* **DOKUMEN SUMBER**:
--

Asal Muasal Madura

Deni Puja Pranata
8 Min Read
Gambar Ilustrasi Pulau Madura
Gambar Ilustrasi Pulau Madura

jfid – Madura dulu dan sebuah peradaban. Al kisah, disuatu kerajaan bernama Medang Kamulan, ada seorang raja bergelar Sang Hiyang Tunggal. Kerajaan yang kala itu era Hindu-Budha. Singkat cerita, Sang Hiyang Tunggal mempunyai seorang putri, ia bernama Putri Bendara.

Tiba-tiba putri Bendara hamil, tanpa hubungan, tanpa kekasih, tanpa persetubuhan, ‘dalam cerita’ putri raja semakin hari perutnya membuncit.

Raja Medang Kamulan, Sang Hiyang Tunggal murka. Melihat putrinya hamil tanpa dipersunting seorang suami. Maka, demi menutup aib Kerajaan, Sang Hiyang Tunggal mengutus Paman Patih Medang Kamulan untuk membunuh putri Bendara.

Kisah yang menyedihkan, raja tega ingin membunuh putri kandungnya sendiri, hanya untuk menutupi aib Kerajaan. Akhirnya, Patih Medang Kamulan membawa putri Bendara keluar istana. Karena titah raja untuk membunuh sang putri Bendara. Maka, Paman Patih Medang Kamulan, membawa sang putri keluar Istana.

Paman Patih Medang Kamulan sama sekali tidak tega, dengan nasib sang putri. Maka, Paman Patih Medang Kamulan memutuskan, untuk menyembunyikan sang putri Bendara di suatu tempat.

--

* **BAHAN SUMBER**:
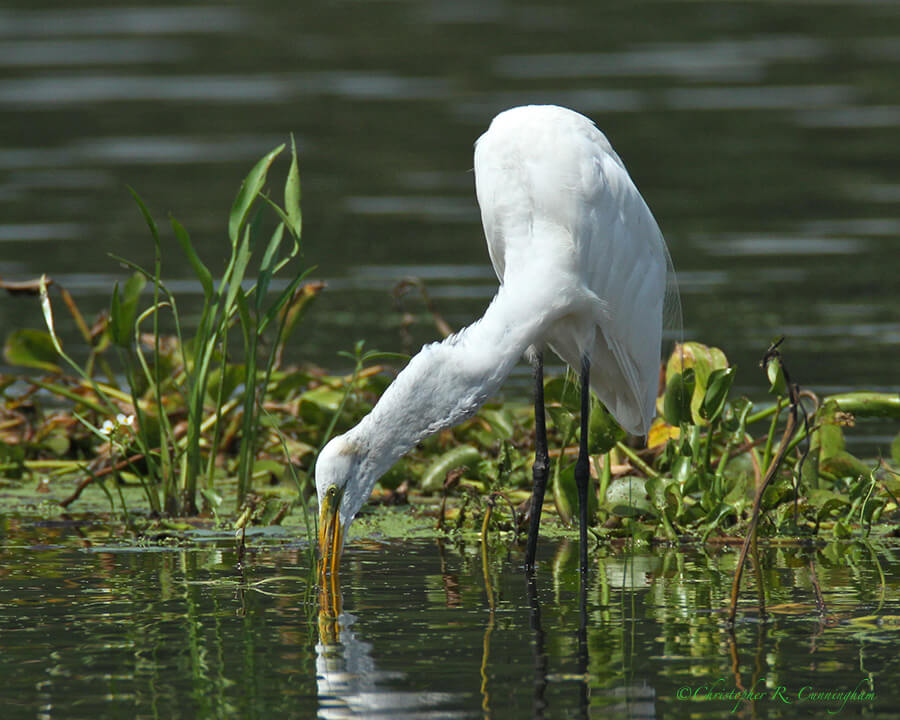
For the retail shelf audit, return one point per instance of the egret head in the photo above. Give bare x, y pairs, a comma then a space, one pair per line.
338, 488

--

* **TUGAS DAN LATIHAN**:
1. Jawablah pertanyaan berikut berdasarkan kisah asal muasal Madura:
(a) Apa nama kerajaan tempat kisah ini bermula?
(b) Apa gelar raja kerajaan itu?
(c) Siapa yang diutus raja untuk membunuh putri Bendara?
2. Sebutkan semua tokoh yang muncul dalam kisah asal muasal Madura.
3. Teruskan kisah asal muasal Madura setelah kalimat terakhirnya.

* **JAWABAN PER TUGAS**:
1.
(a) Medang Kamulan
(b) Sang Hiyang Tunggal
(c) Paman Patih Medang Kamulan

2. Sang Hiyang Tunggal, Putri Bendara, Paman Patih Medang Kamulan

3.
Dalam babat tanah Jawa dikisahkan, tempat persembunyian putri kerajaan Medang Kamulan. Disaat air laut pasang, sungguh tak terlihat kedua bukit yang indah itu. Dan saat air laut surut, tampak terlihat dua bukit yang berjauhan. (Saat ini dikenal dengan Gunung Pajuddan dan Gunung Geger).

Enam bulan kemudian, lahirlah seorang bayi dari rahim sang putri. Bayi laki-laki bernama Raden Segoro. Anak kontroversial inilah yang menjadi sebab cikal bakal manusia pertama dan peradaban di Madura.

Raden Segoro hidup disebuah gua, saat ini bernama gua Pajuddan, tepat di Desa Pajuddan, Kecamatan Ganding. Kehidupannya sebagai pengembara dan orang yang setia menjaga sang Ibu kandungnya.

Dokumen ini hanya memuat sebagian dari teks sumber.